--- Records to use ---

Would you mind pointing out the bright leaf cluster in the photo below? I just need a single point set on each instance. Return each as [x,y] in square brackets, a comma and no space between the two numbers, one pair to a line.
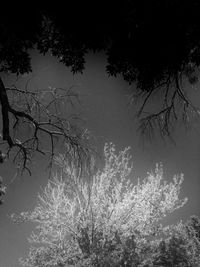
[109,221]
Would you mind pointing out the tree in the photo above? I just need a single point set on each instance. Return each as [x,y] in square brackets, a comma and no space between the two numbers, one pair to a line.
[154,44]
[105,221]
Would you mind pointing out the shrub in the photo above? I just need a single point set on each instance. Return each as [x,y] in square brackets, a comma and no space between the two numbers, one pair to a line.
[107,221]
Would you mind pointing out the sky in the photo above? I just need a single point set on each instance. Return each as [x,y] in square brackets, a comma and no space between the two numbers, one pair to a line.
[106,113]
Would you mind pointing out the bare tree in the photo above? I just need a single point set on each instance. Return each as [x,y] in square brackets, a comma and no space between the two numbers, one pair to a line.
[31,118]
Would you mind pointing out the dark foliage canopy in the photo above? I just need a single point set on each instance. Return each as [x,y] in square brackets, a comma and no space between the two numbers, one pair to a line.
[151,43]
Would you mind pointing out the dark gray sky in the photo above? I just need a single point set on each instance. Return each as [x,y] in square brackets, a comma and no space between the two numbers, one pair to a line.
[104,107]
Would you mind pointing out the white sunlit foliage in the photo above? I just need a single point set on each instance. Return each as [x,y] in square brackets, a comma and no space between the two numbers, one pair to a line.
[83,224]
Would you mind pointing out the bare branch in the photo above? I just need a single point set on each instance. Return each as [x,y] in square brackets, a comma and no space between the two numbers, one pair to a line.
[41,112]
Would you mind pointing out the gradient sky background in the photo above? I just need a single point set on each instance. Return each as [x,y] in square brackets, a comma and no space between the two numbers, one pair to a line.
[104,107]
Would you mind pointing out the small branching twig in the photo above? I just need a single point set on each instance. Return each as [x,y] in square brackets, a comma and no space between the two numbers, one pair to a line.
[42,113]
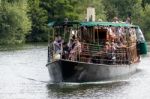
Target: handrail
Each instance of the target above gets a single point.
(93, 53)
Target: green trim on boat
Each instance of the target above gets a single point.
(106, 24)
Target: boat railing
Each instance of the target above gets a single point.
(94, 53)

---

Given task: From the material above, reproduce everything verbatim except the pictures.

Task answer:
Would you mind pointing out the bright leaf cluster in the photo below? I just need a single point set on each instance. Return each as [x,y] in square brackets, a comma and no space between the two numbers, one pair to a line.
[109,221]
Would you mind pointing out the tree in the photo above? I just need a single point set on each instance. Return each as [x,y] in square brackets, a comma and no space between the two numbers, one pair to a line.
[154,44]
[105,221]
Would you mind pointing out the shrub in the photo above? I just need a single point set on each instance. Return each as [x,y] in square brackets, a comma and no space between the two numbers, one pair to a line.
[107,221]
Would you mind pointing out the sky in the photo above? I just need a single point set on each instance. Return each as [x,y] in square brackets, a comma and no space between the two numbers, one pair to a line.
[106,113]
Would you mind pointing out the bare tree in the photo above? I just need a single point set on each instance. Return each as [x,y] in square brackets, a comma and no space between the two numbers, one pair to a line.
[31,118]
Would you mind pointing out the dark foliage canopy in the photo above? I just need a single point set on each instance. Return each as [x,y] in square brackets, a comma and no space between the two numbers, one pair to a line.
[151,43]
Would you mind pointing out the dark gray sky in the photo above? I just need a single point set on each instance. Return each as [x,y] in square brackets, a comma and no space between the two numbers, one pair to a line.
[104,107]
Would you mind pointing out the white sunlit foliage in the photo above? I just need a single point set on each instance. Return each as [x,y] in square brackets, a comma and no space between the two numbers, one pair to a line.
[83,224]
Would you mind pointing out the bare branch in the photo above? I just need a single point set on each instance. Return each as [x,y] in square brackets, a comma and no space between the two numbers, one pair to a line.
[41,112]
Would you mind pointing out the gradient sky background in the photo above? I just need a single point set on each instance. Return each as [x,y] in square brackets, a comma and no space between the two numbers, one pair to a line.
[104,107]
Would you mind pointing out the small branching twig in the photo above? I just need a single point set on each instance. Return each as [x,y] in square brackets, a comma and no space between the two numbers, one pair to a line.
[42,113]
Target: handrail
Each instance of the target above gets a single point.
(93, 53)
Target: green trim on boat
Each instance of the target above gets a single point.
(106, 24)
Target: boat railing
Each instance of the target above gets a single point.
(94, 53)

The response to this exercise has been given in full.